*Text under study*.
────

On December 18, homeless families in the District of Columbia were handed a victory in their struggle to find safe shelter during periods of sub-freezing temperatures. The DC Court of Appeals ruled that the communal placement of homeless families in recreation centers during freezing weather was illegal and unsafe.
Under DC law, homeless families are entitled to shelter when the temperature drops below freezing. To protect families’ health and safety, the shelter must be apartment-style housing or private rooms.
Despite this explicit legal requirement, in the winter of 2013-2014, the District Government began housing homeless families in cots in recreation centers, with inadequate safety precautions and no privacy or access to bathing facilities. In response, a team of pro bono lawyers from the firm Hogan Lovells, with assistance from the Washington Legal Clinic for the Homeless, filed a class action lawsuit against the District, arguing that the conditions in the recreation centers were unsafe and unsanitary.

────

*Required work*.
1. Copy from the article on the DC shelter ruling the words from "Under DC law, homeless" up to and including "unsafe and unsanitary.".
2. Write the next part of the article on the DC shelter ruling, starting after its last sentence.
The lines that come next have nothing to do with the article on the DC shelter ruling.

*Data extract*.
────

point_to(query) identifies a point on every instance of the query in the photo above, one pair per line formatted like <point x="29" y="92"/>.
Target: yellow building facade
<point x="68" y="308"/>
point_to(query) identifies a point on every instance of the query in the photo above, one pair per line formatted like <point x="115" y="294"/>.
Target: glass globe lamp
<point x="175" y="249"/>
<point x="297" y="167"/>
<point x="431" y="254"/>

────

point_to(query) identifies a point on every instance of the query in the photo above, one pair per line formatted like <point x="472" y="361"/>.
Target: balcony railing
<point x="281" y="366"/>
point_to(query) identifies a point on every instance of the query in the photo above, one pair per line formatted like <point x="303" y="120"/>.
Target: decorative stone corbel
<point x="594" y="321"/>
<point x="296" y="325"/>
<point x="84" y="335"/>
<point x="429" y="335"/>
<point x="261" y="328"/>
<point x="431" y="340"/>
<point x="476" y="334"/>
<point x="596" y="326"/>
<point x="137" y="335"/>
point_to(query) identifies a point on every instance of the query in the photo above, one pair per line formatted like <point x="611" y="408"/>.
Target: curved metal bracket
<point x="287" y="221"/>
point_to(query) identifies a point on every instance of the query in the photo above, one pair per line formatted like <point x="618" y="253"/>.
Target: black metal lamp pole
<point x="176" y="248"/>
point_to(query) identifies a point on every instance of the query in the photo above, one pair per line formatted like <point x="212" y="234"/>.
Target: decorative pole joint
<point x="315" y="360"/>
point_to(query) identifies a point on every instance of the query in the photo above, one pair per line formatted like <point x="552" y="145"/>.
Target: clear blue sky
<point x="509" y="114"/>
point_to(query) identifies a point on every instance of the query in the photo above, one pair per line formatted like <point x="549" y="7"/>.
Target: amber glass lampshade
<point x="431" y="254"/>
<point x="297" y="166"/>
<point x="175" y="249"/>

────

*Answers for each item*.
1.
Under DC law, homeless families are entitled to shelter when the temperature drops below freezing. To protect families’ health and safety, the shelter must be apartment-style housing or private rooms.
Despite this explicit legal requirement, in the winter of 2013-2014, the District Government began housing homeless families in cots in recreation centers, with inadequate safety precautions and no privacy or access to bathing facilities. In response, a team of pro bono lawyers from the firm Hogan Lovells, with assistance from the Washington Legal Clinic for the Homeless, filed a class action lawsuit against the District, arguing that the conditions in the recreation centers were unsafe and unsanitary.

2.
After an initial hearing in DC Superior Court, Judge Robert Okun ruled in favor of the families, issuing a preliminary injunction. The District appealed that injunction to the DC Court of Appeals, and oral arguments took place in September 2014. The District did not dispute that it had a statutory obligation to place homeless families in apartment-style or private room shelter, arguing instead that the plaintiff families had no standing to sue the District to enforce the law. The Court of Appeals did not agree.
Its December ruling concluded that “the plaintiff families were empowered to sue in severe weather for the full measure of the statutory protections afforded them – protections which are an integral part of the Council’s continuing effort to ensure the health, safety, and welfare of homeless families in the District.”